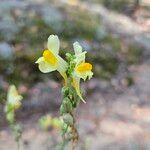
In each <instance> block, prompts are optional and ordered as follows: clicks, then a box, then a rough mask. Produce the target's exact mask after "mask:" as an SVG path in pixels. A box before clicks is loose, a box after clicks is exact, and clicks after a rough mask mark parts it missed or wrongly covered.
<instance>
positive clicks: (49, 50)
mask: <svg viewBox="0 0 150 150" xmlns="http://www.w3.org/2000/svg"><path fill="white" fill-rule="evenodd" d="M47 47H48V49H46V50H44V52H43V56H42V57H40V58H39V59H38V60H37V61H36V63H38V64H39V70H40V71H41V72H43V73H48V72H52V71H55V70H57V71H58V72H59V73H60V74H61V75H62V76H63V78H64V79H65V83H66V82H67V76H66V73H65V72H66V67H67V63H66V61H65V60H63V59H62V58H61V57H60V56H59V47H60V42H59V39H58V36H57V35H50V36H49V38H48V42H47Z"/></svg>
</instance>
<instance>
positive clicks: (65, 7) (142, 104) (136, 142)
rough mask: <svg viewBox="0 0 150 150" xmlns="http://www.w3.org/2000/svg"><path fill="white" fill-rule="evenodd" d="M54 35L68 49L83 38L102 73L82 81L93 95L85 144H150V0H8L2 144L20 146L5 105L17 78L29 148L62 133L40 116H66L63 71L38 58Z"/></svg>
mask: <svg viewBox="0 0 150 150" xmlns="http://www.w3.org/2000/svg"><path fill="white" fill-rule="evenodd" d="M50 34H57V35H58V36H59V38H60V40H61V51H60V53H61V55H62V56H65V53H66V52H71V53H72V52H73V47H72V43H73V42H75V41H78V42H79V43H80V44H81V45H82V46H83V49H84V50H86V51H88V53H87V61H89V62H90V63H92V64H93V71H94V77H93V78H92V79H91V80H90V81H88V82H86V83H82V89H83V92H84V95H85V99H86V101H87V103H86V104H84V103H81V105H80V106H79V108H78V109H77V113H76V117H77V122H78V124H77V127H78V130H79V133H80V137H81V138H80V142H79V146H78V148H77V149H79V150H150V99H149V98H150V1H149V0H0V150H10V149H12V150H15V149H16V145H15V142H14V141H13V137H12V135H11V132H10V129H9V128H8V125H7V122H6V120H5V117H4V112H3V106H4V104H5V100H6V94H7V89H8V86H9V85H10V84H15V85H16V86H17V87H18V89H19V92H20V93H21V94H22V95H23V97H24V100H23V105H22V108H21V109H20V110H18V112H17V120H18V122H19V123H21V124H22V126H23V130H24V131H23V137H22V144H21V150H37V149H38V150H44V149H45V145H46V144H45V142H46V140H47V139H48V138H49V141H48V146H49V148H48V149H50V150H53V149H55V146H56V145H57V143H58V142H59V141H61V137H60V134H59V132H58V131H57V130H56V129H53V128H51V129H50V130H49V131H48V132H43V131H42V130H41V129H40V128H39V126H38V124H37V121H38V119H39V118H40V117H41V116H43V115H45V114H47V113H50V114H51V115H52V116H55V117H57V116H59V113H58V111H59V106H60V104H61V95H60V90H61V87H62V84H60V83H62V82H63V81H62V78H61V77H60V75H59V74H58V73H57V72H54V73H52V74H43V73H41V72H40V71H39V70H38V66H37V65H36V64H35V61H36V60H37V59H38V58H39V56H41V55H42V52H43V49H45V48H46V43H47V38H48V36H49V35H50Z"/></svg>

_ _ _ _

Each line of the data needs to be output exactly, with any image excluded.

## [EXERCISE SOLUTION]
In each <instance> block, prompts are optional and ordered as follows: clicks, then a box, then a rough mask. Produce the target's exact mask after "mask:" as an SVG path in pixels. A box before clicks is loose, a box after clicks is exact, and clicks after a rough mask mark parts it missed or wrongly covered.
<instance>
positive clicks: (49, 50)
mask: <svg viewBox="0 0 150 150" xmlns="http://www.w3.org/2000/svg"><path fill="white" fill-rule="evenodd" d="M47 47H48V49H46V50H44V52H43V56H42V57H40V58H39V59H38V60H37V61H36V63H38V64H39V70H40V71H41V72H43V73H48V72H52V71H55V70H57V71H58V72H59V73H60V74H61V75H62V76H63V78H64V79H65V83H66V82H67V76H66V73H65V72H66V67H67V63H66V61H65V60H63V59H62V58H61V57H60V56H59V47H60V42H59V39H58V36H57V35H50V36H49V38H48V42H47Z"/></svg>
</instance>
<instance>
positive clicks: (65, 7) (142, 104) (136, 142)
rough mask: <svg viewBox="0 0 150 150" xmlns="http://www.w3.org/2000/svg"><path fill="white" fill-rule="evenodd" d="M54 35L68 49L83 38L102 73L82 81L93 95L85 144H150V0H8L2 144L20 146L5 105L17 78L29 148L62 133L40 116H66L63 71L38 58Z"/></svg>
mask: <svg viewBox="0 0 150 150" xmlns="http://www.w3.org/2000/svg"><path fill="white" fill-rule="evenodd" d="M50 34H57V35H58V36H59V38H60V40H61V51H60V53H61V55H62V56H65V53H66V52H71V53H72V52H73V47H72V43H73V42H75V41H78V42H79V43H80V44H81V45H82V46H83V49H84V50H86V51H88V53H87V61H89V62H90V63H92V64H93V71H94V77H93V78H92V79H91V80H90V81H88V82H86V83H82V89H83V92H84V95H85V99H86V101H87V103H86V104H84V103H81V105H80V106H79V108H78V109H77V113H76V117H77V122H78V124H77V127H78V130H79V133H80V137H81V138H80V142H79V146H78V148H77V149H79V150H150V99H149V98H150V1H149V0H0V150H10V149H12V150H15V149H16V145H15V142H14V141H13V137H12V135H11V132H10V129H9V128H8V125H7V122H6V120H5V117H4V112H3V106H4V104H5V100H6V94H7V89H8V86H9V85H10V84H15V85H16V86H17V87H18V89H19V92H20V93H21V94H22V95H23V97H24V100H23V105H22V108H21V109H20V110H18V112H17V120H18V122H19V123H21V124H22V126H23V130H24V131H23V137H22V144H21V150H37V149H38V150H44V149H45V145H46V144H45V142H46V140H47V139H48V138H49V141H48V146H49V148H48V149H50V150H53V149H55V146H56V145H57V143H58V142H59V141H61V137H60V134H59V132H58V131H57V130H56V129H53V128H51V129H50V130H49V131H48V132H43V131H42V130H41V129H40V128H39V126H38V124H37V121H38V119H39V118H40V117H41V116H43V115H45V114H47V113H50V114H51V115H52V116H55V117H57V116H59V113H58V111H59V106H60V104H61V95H60V90H61V87H62V84H60V83H62V82H63V81H62V78H61V77H60V75H59V74H58V73H57V72H54V73H52V74H43V73H41V72H40V71H39V70H38V66H37V65H36V64H35V61H36V60H37V59H38V58H39V56H41V55H42V52H43V49H45V48H46V43H47V38H48V36H49V35H50Z"/></svg>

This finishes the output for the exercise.